## start Extracted data
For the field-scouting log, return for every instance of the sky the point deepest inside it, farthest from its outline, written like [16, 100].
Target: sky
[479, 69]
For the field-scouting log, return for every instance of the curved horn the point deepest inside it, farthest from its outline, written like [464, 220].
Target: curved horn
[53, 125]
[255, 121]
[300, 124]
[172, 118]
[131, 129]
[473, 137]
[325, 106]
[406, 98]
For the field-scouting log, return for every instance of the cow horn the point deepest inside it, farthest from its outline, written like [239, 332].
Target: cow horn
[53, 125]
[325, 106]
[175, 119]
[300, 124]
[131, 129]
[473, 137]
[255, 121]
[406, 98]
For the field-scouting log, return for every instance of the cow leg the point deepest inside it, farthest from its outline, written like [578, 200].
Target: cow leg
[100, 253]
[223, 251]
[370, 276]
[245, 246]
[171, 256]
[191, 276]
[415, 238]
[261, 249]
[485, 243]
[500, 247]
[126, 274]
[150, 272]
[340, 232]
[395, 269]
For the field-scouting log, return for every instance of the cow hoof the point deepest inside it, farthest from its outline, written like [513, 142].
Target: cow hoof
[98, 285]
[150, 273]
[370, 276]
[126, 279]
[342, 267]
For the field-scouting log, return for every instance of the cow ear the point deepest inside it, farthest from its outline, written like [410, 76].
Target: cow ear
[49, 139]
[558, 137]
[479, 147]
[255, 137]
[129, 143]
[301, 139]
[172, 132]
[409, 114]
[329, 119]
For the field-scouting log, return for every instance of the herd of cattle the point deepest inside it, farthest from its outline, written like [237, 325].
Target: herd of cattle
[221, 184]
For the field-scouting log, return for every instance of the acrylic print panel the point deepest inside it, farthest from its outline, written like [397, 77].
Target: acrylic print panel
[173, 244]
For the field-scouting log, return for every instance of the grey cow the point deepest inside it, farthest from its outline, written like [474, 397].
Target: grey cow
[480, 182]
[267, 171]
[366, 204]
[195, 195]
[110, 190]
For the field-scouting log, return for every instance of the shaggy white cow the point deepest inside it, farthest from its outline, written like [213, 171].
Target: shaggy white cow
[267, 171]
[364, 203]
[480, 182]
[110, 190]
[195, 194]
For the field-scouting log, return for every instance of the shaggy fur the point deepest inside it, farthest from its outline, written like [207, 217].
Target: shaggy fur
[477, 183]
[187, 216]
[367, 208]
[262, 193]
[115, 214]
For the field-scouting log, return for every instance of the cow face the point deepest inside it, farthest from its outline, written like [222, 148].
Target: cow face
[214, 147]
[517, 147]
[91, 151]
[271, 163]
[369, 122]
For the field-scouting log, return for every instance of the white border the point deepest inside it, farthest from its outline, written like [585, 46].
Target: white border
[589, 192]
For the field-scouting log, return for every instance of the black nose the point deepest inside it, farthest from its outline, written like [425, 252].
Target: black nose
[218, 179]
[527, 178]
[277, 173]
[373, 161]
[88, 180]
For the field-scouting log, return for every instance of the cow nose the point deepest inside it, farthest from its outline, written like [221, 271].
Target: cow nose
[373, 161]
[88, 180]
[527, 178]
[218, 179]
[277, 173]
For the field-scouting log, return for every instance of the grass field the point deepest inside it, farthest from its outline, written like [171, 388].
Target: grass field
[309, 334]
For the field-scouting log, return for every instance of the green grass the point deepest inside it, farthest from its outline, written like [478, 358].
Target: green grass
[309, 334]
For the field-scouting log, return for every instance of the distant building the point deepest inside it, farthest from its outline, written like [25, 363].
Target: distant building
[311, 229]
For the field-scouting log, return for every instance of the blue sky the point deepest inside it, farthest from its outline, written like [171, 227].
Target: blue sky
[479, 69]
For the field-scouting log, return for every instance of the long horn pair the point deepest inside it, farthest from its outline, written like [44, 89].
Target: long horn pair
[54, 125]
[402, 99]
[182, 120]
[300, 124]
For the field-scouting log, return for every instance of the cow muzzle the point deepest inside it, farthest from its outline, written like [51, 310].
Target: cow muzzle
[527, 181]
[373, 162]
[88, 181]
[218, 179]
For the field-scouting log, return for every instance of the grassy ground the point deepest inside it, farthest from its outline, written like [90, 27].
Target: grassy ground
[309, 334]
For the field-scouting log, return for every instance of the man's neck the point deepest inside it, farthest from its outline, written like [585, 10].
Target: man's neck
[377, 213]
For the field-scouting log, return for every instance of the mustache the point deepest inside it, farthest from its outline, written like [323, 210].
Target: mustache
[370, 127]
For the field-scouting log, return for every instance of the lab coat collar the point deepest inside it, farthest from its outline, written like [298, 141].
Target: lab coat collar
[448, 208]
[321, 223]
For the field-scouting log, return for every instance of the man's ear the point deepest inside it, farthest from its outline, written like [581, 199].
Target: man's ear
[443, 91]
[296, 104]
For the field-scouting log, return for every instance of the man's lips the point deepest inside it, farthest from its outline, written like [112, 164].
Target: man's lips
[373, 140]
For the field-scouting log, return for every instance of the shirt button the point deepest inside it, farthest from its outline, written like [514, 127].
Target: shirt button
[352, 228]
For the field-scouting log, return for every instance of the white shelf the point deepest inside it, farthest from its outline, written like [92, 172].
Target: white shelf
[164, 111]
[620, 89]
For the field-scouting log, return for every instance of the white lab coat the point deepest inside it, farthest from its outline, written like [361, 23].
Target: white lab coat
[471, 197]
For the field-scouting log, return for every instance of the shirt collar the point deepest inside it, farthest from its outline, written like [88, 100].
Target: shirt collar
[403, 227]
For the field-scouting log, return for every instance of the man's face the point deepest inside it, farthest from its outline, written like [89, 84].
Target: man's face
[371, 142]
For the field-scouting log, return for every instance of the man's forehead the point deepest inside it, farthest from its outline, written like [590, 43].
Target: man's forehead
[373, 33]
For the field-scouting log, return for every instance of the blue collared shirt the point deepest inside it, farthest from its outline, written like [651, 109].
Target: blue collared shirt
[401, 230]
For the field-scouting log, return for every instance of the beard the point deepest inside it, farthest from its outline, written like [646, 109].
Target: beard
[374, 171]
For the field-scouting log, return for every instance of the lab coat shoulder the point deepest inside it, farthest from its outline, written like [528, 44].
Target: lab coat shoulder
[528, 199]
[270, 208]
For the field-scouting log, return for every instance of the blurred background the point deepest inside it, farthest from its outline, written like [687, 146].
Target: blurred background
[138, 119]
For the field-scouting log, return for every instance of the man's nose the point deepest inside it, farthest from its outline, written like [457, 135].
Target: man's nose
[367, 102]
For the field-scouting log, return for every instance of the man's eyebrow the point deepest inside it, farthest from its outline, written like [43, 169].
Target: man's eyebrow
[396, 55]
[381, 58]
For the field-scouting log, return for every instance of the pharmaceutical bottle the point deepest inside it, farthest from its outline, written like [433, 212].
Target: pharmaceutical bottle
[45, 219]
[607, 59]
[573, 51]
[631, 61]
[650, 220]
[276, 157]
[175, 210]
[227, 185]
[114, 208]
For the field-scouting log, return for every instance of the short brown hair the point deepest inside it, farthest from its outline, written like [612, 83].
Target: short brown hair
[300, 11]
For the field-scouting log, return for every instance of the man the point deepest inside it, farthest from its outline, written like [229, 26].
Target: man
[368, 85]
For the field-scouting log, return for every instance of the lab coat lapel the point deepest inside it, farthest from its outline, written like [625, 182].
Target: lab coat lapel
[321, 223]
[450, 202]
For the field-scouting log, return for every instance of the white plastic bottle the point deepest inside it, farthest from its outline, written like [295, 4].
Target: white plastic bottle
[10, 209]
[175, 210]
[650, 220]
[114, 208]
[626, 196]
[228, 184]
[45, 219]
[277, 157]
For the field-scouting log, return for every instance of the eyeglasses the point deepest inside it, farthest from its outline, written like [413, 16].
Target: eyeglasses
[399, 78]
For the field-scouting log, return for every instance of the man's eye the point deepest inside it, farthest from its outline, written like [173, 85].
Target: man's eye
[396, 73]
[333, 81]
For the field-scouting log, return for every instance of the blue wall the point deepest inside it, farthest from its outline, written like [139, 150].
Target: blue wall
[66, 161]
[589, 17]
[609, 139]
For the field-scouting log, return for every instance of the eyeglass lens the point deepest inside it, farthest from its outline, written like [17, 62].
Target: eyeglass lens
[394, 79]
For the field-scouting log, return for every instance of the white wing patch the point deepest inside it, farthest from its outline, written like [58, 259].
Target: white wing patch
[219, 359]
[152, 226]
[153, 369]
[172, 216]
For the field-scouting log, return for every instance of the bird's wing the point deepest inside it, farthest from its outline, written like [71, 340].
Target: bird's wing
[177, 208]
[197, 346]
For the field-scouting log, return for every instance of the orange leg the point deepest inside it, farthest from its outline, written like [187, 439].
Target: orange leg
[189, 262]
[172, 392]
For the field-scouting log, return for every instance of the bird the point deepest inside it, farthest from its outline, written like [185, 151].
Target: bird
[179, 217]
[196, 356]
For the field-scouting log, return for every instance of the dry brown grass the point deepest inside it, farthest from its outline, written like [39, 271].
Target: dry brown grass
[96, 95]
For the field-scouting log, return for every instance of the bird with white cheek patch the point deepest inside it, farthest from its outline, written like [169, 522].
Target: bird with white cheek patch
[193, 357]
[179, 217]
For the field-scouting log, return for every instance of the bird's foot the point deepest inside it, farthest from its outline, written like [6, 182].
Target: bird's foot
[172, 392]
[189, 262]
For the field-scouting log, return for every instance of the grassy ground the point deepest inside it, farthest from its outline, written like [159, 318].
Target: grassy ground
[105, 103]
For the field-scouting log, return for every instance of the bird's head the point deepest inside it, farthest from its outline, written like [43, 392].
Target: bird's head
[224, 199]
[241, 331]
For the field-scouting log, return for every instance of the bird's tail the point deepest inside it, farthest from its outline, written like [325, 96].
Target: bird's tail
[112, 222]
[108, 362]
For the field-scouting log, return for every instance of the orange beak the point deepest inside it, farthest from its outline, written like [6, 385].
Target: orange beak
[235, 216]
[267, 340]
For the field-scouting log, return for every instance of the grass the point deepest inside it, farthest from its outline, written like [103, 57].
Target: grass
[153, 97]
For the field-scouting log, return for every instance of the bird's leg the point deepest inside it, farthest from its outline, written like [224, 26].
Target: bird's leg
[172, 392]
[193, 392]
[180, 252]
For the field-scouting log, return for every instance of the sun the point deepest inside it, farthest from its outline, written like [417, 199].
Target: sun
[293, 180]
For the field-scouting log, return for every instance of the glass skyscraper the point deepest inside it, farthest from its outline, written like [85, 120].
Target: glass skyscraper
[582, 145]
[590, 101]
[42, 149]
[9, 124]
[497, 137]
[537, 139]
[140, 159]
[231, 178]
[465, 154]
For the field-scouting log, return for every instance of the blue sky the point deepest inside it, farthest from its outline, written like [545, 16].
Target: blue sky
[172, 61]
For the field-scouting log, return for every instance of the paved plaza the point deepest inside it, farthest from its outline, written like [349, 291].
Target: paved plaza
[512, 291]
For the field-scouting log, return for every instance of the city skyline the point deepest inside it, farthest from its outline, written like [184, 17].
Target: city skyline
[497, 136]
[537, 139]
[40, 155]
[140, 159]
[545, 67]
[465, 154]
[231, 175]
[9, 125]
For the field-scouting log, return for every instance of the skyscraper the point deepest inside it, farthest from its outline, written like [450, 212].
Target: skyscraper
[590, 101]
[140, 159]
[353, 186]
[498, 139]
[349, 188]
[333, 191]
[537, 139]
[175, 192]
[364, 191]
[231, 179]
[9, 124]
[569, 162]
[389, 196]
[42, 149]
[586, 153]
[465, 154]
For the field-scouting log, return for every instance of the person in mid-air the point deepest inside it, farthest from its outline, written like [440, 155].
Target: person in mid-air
## end Extracted data
**What you will do**. All lines from the one that contains "like [103, 57]." through the end of the material are to be quoted exactly, with both ends included.

**Result below**.
For the field-scouting log, return for every instance of the grass the point deepest inside it, farthest from its outline, written like [103, 57].
Target: grass
[153, 97]
For the field-scouting log, return for every instance of the bird's leg the point deepest inside it, farthest from its outline, written like [224, 26].
Target: bird's leg
[172, 392]
[193, 392]
[180, 252]
For the field-scouting log, return for every instance of the sun the point deepest inside it, farthest from its outline, written like [417, 199].
Target: sun
[293, 180]
For the field-scouting log, return for every instance of the glass skyscraper the point deepest inside it, farthest from its outline, written like [85, 120].
Target: glass skyscraper
[582, 145]
[590, 101]
[42, 149]
[9, 124]
[497, 137]
[537, 139]
[140, 159]
[231, 178]
[465, 154]
For the field-scouting log, return for every instance of the blue sky the point deepest inside it, farthest from its outline, written like [545, 16].
Target: blue sky
[172, 61]
For the field-scouting log, return for every instance of the paved plaza the point deepest inside it, farthest from its outline, written like [349, 291].
Target: paved plaza
[512, 291]
For the field-scouting log, return for every instance of the city skyline the point deepest inside it, farthest from its outline, written like [184, 17].
Target: city skyline
[497, 136]
[537, 139]
[40, 155]
[140, 159]
[545, 67]
[465, 154]
[231, 175]
[9, 125]
For the field-scouting log, return for every instance of the skyscraper the point deepest inside it, farthest from its outline, written like [450, 212].
Target: skyscraper
[590, 101]
[140, 159]
[353, 186]
[498, 139]
[349, 188]
[333, 191]
[537, 139]
[175, 192]
[364, 191]
[231, 179]
[9, 124]
[569, 162]
[389, 196]
[42, 149]
[586, 153]
[465, 154]
For the field-scouting log, return for every instance of the person in mid-air the point deepest inside it, farthest from its outline, written like [440, 155].
Target: person in mid-air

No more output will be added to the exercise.